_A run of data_

__________________________________________________

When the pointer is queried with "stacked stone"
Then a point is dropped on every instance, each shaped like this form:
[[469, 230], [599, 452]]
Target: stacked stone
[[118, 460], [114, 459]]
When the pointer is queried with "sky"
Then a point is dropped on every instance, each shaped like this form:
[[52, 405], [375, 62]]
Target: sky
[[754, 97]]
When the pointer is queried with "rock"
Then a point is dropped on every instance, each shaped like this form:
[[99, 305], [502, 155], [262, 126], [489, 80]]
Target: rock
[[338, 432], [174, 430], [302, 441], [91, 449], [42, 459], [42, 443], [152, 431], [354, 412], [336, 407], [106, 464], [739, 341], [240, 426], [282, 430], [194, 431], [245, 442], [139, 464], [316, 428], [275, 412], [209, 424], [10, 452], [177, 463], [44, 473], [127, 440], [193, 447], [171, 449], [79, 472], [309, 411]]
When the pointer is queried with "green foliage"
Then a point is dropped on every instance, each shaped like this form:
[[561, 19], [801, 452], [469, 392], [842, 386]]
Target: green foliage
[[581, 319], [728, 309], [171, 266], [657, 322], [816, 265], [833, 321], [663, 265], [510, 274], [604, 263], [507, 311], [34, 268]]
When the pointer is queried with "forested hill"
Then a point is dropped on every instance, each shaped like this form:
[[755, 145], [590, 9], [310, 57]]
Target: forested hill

__________________________________________________

_TASK TO COMPLETE_
Rewrite the data from its start through the line containing "[[754, 97]]", changing "pointer" to "locator" and leaving everything else as it is.

_SOLUTION FOR THIS EXERCISE_
When the locator is queried with "stacked stone"
Then a point is dropped on every instance, each shaped like this form:
[[469, 230], [599, 452]]
Target: stacked stone
[[118, 460], [114, 459]]
When the locator is queried with "sky"
Then a point is dropped on every instance, each shaped like this form:
[[52, 405], [375, 62]]
Target: sky
[[754, 97]]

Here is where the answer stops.